• [Task objective] Working from the entries that follow, retype each one without any alteration.

• [Data listing]
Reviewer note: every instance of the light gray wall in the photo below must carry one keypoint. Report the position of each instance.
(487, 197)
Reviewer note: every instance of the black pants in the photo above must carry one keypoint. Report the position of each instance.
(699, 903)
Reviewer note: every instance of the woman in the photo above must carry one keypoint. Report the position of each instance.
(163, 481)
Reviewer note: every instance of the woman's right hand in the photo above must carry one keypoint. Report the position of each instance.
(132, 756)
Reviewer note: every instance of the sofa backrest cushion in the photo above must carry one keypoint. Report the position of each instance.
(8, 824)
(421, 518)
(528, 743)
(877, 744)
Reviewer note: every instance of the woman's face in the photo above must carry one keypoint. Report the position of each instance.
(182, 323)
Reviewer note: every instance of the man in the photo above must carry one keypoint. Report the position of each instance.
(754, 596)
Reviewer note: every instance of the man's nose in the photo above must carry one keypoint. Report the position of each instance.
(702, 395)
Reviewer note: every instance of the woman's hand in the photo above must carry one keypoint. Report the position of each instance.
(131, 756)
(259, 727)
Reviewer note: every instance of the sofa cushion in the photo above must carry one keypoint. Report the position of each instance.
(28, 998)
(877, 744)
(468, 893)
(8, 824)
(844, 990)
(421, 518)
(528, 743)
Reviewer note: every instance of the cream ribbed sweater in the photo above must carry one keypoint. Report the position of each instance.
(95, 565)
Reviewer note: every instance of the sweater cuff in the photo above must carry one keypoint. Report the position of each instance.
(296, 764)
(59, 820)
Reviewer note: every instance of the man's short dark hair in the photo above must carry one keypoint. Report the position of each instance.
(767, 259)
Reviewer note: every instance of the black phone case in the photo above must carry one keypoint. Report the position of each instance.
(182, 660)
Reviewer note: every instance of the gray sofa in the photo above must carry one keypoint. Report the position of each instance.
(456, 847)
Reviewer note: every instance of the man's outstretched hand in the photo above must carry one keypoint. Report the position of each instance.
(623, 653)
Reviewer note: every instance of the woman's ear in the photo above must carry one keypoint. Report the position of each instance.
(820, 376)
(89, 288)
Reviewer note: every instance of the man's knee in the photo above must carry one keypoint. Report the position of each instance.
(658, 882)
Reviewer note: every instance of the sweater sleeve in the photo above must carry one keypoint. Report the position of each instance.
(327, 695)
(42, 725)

• [Answer to this problem]
Reviewer note: every instance of the light gray wall in the photo below must carry one keypoint. Report the position of each instance.
(487, 197)
Reviewer note: every instance of the black pants in the photo above must carry one keypoint. Report the position of each instance.
(699, 903)
Reviewer note: every instance of the woman in the photo above must carry one keypoint. Report the position of each instance.
(163, 481)
Reviewer note: every instance of the woman's right hand in the photo above must carry one keypoint. Report the position of each instance.
(132, 756)
Reviewer note: every instance of the sofa backrest cushion in the photo above must carry one keypoint. Report the position of each instance.
(8, 824)
(421, 518)
(528, 743)
(877, 744)
Reviewer note: every instance of the woman's face in the photo above must carry one keypoint. Report the position of each instance.
(182, 323)
Reviewer note: every instance of the man in the photo above must carry one keypoint. Report the position of each instance.
(754, 596)
Reviewer note: every instance of the man's nose in the photo above must carry one keypoint. Report the position of each instance.
(702, 395)
Reviewer note: every instance of the woman's hand in the photo above must carry one keypoint. Report the position of each instance.
(131, 756)
(259, 727)
Reviewer note: every instance of the sofa cushion in the photo above must carry one keypoint. Report the position of each instance.
(28, 998)
(877, 744)
(468, 893)
(8, 824)
(844, 990)
(421, 518)
(528, 743)
Reviewer note: every instance of the cream ribbed sweater in the photo above must carry one keypoint. Report the position of each instance.
(95, 565)
Reviewer note: every instance of the sweater cuff in the photo above must carry one keypoint. Report the position of each instance.
(296, 764)
(59, 820)
Reviewer note: every instance of the man's short dark hair in the photo above must carry one keypoint. Report the position of each instance.
(767, 259)
Reviewer note: every instance of the black phone case in the photo above must carry one keypoint. Report the position of each instance.
(182, 660)
Reviewer note: every instance of the gray sofa in the photo above must carry one keypoint. Report the position of each instance.
(456, 847)
Reviewer note: every instance of the man's outstretched hand in the photo above must carry one keypoint. Report the position of each instance.
(623, 653)
Reviewer note: every instance of the woman's ear in the photo above must carry one keypoint. Report the position of each instance.
(820, 376)
(89, 288)
Reviewer note: every instance of the man's knee in the photo above must carry one keypoint. Report the position of each instance.
(658, 882)
Reviewer note: every instance of the sweater sleeve in the photo above must carry one keypoint. Report the position of each instance.
(327, 695)
(42, 725)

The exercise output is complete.